Please present every line of the material below as a numbered list, leaving out any blank lines.

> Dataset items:
━━━━━━
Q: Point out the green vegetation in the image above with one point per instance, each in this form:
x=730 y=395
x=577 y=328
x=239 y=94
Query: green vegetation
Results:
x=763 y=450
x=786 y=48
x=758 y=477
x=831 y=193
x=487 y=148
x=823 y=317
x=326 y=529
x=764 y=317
━━━━━━
> SOLVED PROBLEM:
1. Q: Point out the green vegetation in the image above with one point per instance, each in this form:
2. x=730 y=395
3. x=577 y=328
4. x=239 y=94
5. Query: green vegetation
6. Results:
7. x=763 y=450
8. x=786 y=48
9. x=758 y=477
10. x=831 y=193
11. x=487 y=148
12. x=823 y=317
13. x=326 y=529
14. x=764 y=317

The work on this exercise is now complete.